▶ _Passage provided_:
Re: Unicode Normalization from Jonathan Kew on 2009-02-05 (www-style@w3.org from February 2009)

From: Jonathan Kew <jonathan@jfkew.plus.com>
Date: Thu, 5 Feb 2009 09:29:16 +0000
To: Andrew Cunningham <andrewc@vicnet.net.au>
Cc: Robert J Burns <rob@robburns.com>, public-i18n-core@w3.org, W3C Style List <www-style@w3.org>
Message-Id: <E697AE43-CAB3-41F0-B3DC-21BDCB2D4C71@jfkew.plus.com>

On 5 Feb 2009, at 02:50, Andrew Cunningham wrote:

> HI
>
> Jonathan Kew wrote:
>> And as an illustration of just how unwise it would be for someone  
>> to use these distinct but canonically-equivalent characters to  
>> represent a significant distinction in markup: when I copy and  
>> paste those lines from my email client into a text editor, and  
>> examine the resulting codepoints, I find that all three lines are  
>> identical. Some process -- I'm not sure whether it is my mail  
>> client's Copy command, my text editor's Paste, or the operating  
>> system pasteboard in between -- has helpfully applied Unicode  
>> normalization to the data. So if that was a semantically important  
>> distinction in the hypothetical markup language you're using, it  
>> just got destroyed. By processes that are fully Unicode-compliant.

▶ _Exercise set_:
• 1. In the Unicode normalization post, what did the writer find after pasting the three lines into a text editor and examining the codepoints?
• 2. Write the next part of the Unicode normalization post, starting after its last sentence.
The listing after this point is separate from the Unicode normalization post.

▶ _Data block_:

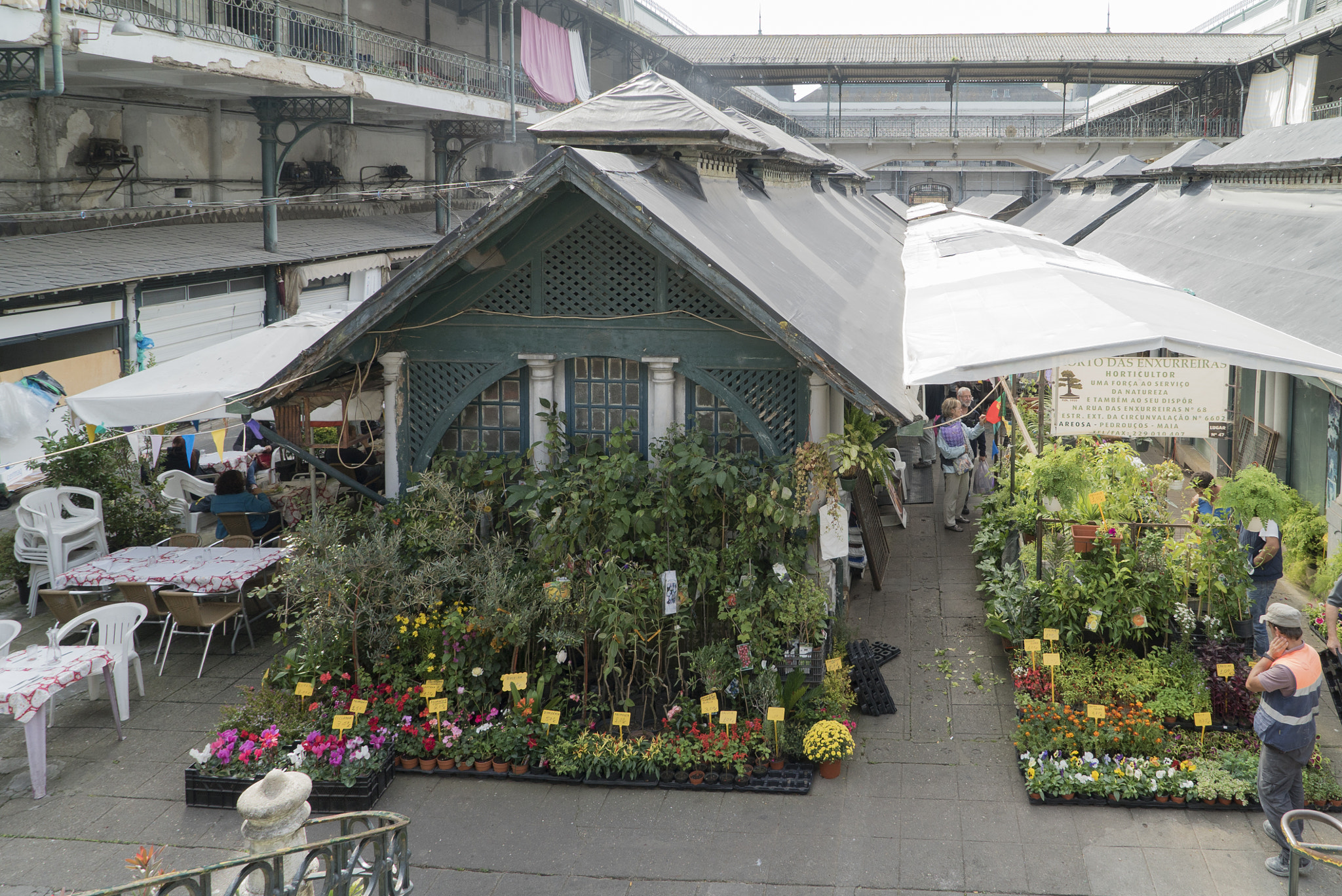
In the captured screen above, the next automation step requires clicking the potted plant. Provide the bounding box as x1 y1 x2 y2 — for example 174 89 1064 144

▶ _Answers for the exercise_:
• 1. All three lines were identical.

• 2.
>>
>> (I know that you did indeed use different characters in the  
>> original mail, and they reached my mail client in that form,  
>> because I can examine the bytes in the message and see that this  
>> was the case. But simply copying the text to a plain-text editor  
>> changes that.)
>
> Now the question is which characters did you receive? U+003c and U 
> +003e? Which weren't present in the example? Just curious

U+3008 and U+3009 (as expected; these are the canonical decompositions  
of U+2329 and U+232A respectively).

If the software had silently replaced them with U+003C and U+003E, I'd  
be complaining; those are not canonically equivalent, and are normally  
quite distinct in design.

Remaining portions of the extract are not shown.